#### PROVIDED TEXT
Figure 6 not only provides a snapshot of the thematic diversity in financial institutions’ studies but also highlights critical areas requiring further exploration. The largest cluster (red) is on risk and its impact on bank efficiency, competition, returns and financial stability which indicates the rising interest in risk-adjusted efficiency of financial institutions. The green cluster specifically focuses on technical efficiency, scale, cost efficiency and the effect of ownership on bank efficiency and other financial institutions. The blue cluster focuses on efficiency and performance of financial institutions including risk-taking, identifying DEA as one of the most important methods for efficiency estimation and composite indicators as a new avenue for efficiency studies. Methodological advancements in these areas could support the development of standardised metrics in efficiency estimation, allowing for direct ranking and comparability between financial institutions. The fourth cluster is denoted as yellow and outlines keywords such as determinants of bank efficiency, financial institutions, capital, earnings and cost management as the main topics of several empirical studies. The last cluster is purple and focuses on risk management, insurance, financial crisis and earnings which encompasses the consequences of inadequate risk management during the great financial crisis and more recently the collapse of Silicon Valley Bank.

Figure 6: Thematic map based on the keywords co-occurrence between 138 empirical studies

image6.png

Source: Keyword co-occurrence network of 138 empirical studies using the VOSviewer software 1.6.20 (2024)
########
* INSTRUCTIONS
A) Reproduce word for word the stretch of the passage on financial institution efficiency studies from "Figure 6: Thematic" through "software 1.6.20 (2024)".
B) List the colors of all the keyword clusters described in the passage on financial institution efficiency studies.
C) Continue the passage on financial institution efficiency studies from the point where it stops.
The material that comes after this passage is separate from it.
#### SUPPLIED INFORMATION
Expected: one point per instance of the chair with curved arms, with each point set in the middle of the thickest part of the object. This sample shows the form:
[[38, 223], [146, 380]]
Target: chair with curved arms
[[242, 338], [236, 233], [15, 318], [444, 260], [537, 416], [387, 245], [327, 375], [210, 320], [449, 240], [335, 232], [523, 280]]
########
* ANSWERS
A)
Figure 6: Thematic map based on the keywords co-occurrence between 138 empirical studies

image6.png

Source: Keyword co-occurrence network of 138 empirical studies using the VOSviewer software 1.6.20 (2024)

B) Red, green, blue, yellow, purple

C)
By analysing these clusters, researchers can identify leading trends such as the effect of risk management, and emerging methodologies such as DEA BoD model for composite indices construction, paving the way for more comprehensive and comparative research. This thematic map underscores the need for cross-regional studies especially in underrepresented regions (Africa and Latin America) to bridge gaps and achieve a more comprehensive understanding of financial institutions’ efficiency.

We emphasize the necessity for further research to refine risk measures and their influence on efficiency. While there is no consensus on approaches for estimating efficiency, most common are the intermediation and operating approach. In our SLR, we have identified frequently used variables in accordance with Radojicic et al. (2018). However, debates persist regarding the classification of deposits in banking and claims in insurance. Our final insight is the increasing application of DEA BoD models in developing composite indices for risk management, aimed at evaluating risk-adjusted efficiency. These indices have the potential to yield more accurate results and improve internal assessments of risk management practices.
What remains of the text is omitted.